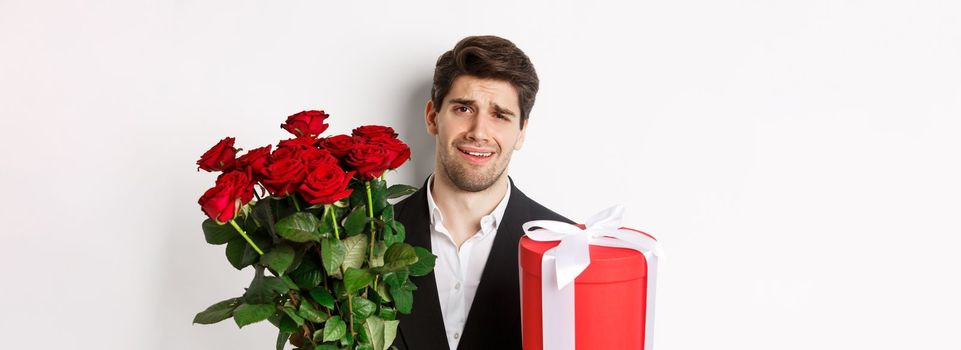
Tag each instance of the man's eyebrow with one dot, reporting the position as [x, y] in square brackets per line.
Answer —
[502, 110]
[463, 101]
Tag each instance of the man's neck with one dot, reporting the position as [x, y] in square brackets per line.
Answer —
[463, 210]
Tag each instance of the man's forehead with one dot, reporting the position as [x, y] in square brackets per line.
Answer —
[491, 92]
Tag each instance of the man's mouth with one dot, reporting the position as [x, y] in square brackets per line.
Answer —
[476, 153]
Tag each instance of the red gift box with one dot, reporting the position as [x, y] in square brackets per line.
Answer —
[610, 297]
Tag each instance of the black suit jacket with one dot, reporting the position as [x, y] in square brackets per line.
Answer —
[494, 321]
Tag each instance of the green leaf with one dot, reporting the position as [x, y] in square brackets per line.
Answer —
[397, 233]
[309, 312]
[356, 220]
[387, 313]
[403, 299]
[356, 247]
[425, 262]
[252, 313]
[218, 312]
[216, 233]
[287, 324]
[279, 258]
[263, 290]
[333, 252]
[399, 255]
[362, 308]
[396, 278]
[308, 274]
[299, 227]
[374, 329]
[334, 329]
[292, 314]
[355, 279]
[282, 340]
[382, 292]
[263, 214]
[379, 249]
[387, 215]
[400, 190]
[322, 297]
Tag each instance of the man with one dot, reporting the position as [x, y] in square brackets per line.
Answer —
[469, 213]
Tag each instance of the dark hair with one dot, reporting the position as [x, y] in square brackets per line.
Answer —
[487, 57]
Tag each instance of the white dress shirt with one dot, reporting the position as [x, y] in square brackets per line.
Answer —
[458, 271]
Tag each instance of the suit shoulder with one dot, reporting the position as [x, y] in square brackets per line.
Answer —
[540, 212]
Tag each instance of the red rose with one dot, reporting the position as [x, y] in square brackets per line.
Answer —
[298, 143]
[338, 145]
[325, 184]
[220, 157]
[306, 123]
[369, 160]
[314, 156]
[222, 202]
[282, 175]
[397, 149]
[254, 159]
[374, 132]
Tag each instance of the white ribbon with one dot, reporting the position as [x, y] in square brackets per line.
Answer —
[562, 264]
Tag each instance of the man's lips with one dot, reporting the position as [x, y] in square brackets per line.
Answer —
[475, 152]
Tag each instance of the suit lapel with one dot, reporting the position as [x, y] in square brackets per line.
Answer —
[496, 305]
[423, 328]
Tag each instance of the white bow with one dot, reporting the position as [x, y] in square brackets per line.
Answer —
[562, 264]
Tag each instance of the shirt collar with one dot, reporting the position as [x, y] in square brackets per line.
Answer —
[489, 222]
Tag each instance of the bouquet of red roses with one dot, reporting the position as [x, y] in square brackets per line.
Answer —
[322, 227]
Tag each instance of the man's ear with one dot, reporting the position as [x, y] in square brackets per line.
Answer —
[430, 118]
[520, 138]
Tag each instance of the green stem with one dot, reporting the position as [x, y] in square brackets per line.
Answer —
[294, 199]
[350, 313]
[333, 220]
[244, 234]
[370, 213]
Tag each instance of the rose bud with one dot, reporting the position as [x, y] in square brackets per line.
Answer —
[396, 149]
[369, 160]
[254, 160]
[326, 184]
[282, 176]
[220, 157]
[222, 202]
[338, 145]
[374, 132]
[299, 143]
[306, 123]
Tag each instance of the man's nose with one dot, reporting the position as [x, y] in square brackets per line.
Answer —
[478, 130]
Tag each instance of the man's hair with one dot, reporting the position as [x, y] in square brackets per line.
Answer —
[489, 57]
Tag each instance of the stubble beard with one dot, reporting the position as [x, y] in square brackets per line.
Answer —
[468, 180]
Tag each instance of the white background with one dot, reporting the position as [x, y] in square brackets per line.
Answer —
[799, 160]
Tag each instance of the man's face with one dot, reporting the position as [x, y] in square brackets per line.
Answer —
[477, 128]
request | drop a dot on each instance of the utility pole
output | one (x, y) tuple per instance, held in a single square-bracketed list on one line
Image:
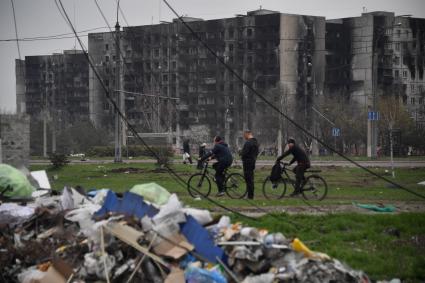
● ● ● ● ●
- **The problem**:
Your answer must be the records exactly as they stand, with no pictures in it.

- **Written answer**:
Tag each instance of the man's eyebrow with one dot, reporting the position as [x, y] in square brackets per line.
Answer —
[502, 110]
[463, 101]
Tag each instance of the man's neck with one dot, reporting the position as [x, y] in square brackets per line.
Answer —
[463, 210]
Tag each instance of the man's forehead with one dot, reporting the position as [x, y] in square brackets per line.
Answer —
[491, 92]
Tag each instance of the man's mouth with one dot, reporting the position as [x, y] in square brackets per line.
Answer —
[476, 153]
Tag each instance of the red gift box with one dot, reporting the position as [x, y] in square brackets per line.
Answer —
[610, 297]
Tag each instance of the black suit jacket with one dot, reporting the position as [x, y] in square brackets per line.
Answer —
[494, 321]
Tag each instance of the green leaf with one dot, reporting the position as [x, y] in square brackets per line.
Answer —
[397, 233]
[309, 312]
[356, 220]
[387, 313]
[403, 299]
[356, 247]
[425, 262]
[252, 313]
[218, 312]
[216, 233]
[287, 324]
[279, 258]
[263, 290]
[333, 252]
[399, 255]
[362, 308]
[396, 278]
[308, 274]
[299, 227]
[374, 329]
[334, 329]
[292, 314]
[355, 279]
[282, 340]
[382, 292]
[263, 214]
[379, 249]
[387, 215]
[400, 190]
[322, 297]
Tag each instance of the man with one dot, reporting the position as [x, y] in square brackets per line.
Answer —
[469, 213]
Tag each instance of the dark hair with one dot, reporting the position as [x, y] in square brackets per line.
Answer —
[487, 57]
Tag each instance of the white dress shirt with one dot, reporting the position as [x, y] in square brackets per line.
Answer —
[458, 271]
Tag each instance of the suit shoulder with one dot, reporting the position as [x, y] in square brackets per line.
Answer —
[540, 212]
Tag each instance of the red rose with one dot, reporting the position as [x, y] in square brackets per line.
Answer —
[298, 143]
[338, 145]
[325, 184]
[220, 157]
[306, 123]
[369, 160]
[314, 156]
[222, 202]
[282, 175]
[397, 149]
[254, 159]
[374, 132]
Tag each instance of the white ribbon with one dot, reporting the position as [x, y] in square brackets per line.
Answer —
[562, 264]
Tag each instance of the man's lips with one dot, reporting the position as [x, y] in square brackets per line.
Answer —
[475, 152]
Tag each instance of the suit lapel with one dot, reporting the position as [x, y] in square brackets per line.
Answer —
[496, 305]
[423, 328]
Tag each instance of the white bow with one dot, reporting the position as [x, y] in square brackets per line.
Answer —
[562, 264]
Tag each instance of the shirt collar with one dot, reporting the position as [x, y] in square brackets per line.
Answer —
[489, 222]
Tag each instance of the bouquet of red roses with one dot, reporting the position as [x, y] in square brackets per line.
Answer —
[322, 227]
Tag each instance of the man's ear with one dot, reporting the position as [x, y] in square brackets per line.
Answer —
[430, 118]
[520, 138]
Tag each instance of the green stem with one dot, reporting the position as [x, y] in square brackets per line.
Answer —
[294, 199]
[350, 313]
[333, 220]
[244, 234]
[370, 213]
Tag each instance of the rose bud with one dot, reporting the position as [x, y] in square brackets per line.
Answer —
[396, 149]
[369, 160]
[254, 160]
[326, 184]
[282, 176]
[220, 157]
[222, 202]
[338, 145]
[374, 132]
[299, 143]
[306, 123]
Tag each instance of the man's nose with one dot, reporting the position as [x, y] in square brackets per line.
Answer —
[478, 130]
Tag each instance of the man's hair with one dot, reporting the position as [x, y] in square brackets per line.
Answer —
[489, 57]
Tag each instance of the stubble beard with one dot, reporting the position as [x, y] in square brackets per line.
Answer —
[468, 180]
Tag each instance of the white background with one dot, reporting the position as [x, y] in square brackets per line.
Answer —
[799, 160]
Tag each instance of the man's face with one dot, reporting the position as [x, y] in square brackets per line.
Answer —
[477, 128]
request | drop a dot on each instance of the utility pole
output | one (x, y) tuple per instance, held in a single square-bracketed list on one line
Image:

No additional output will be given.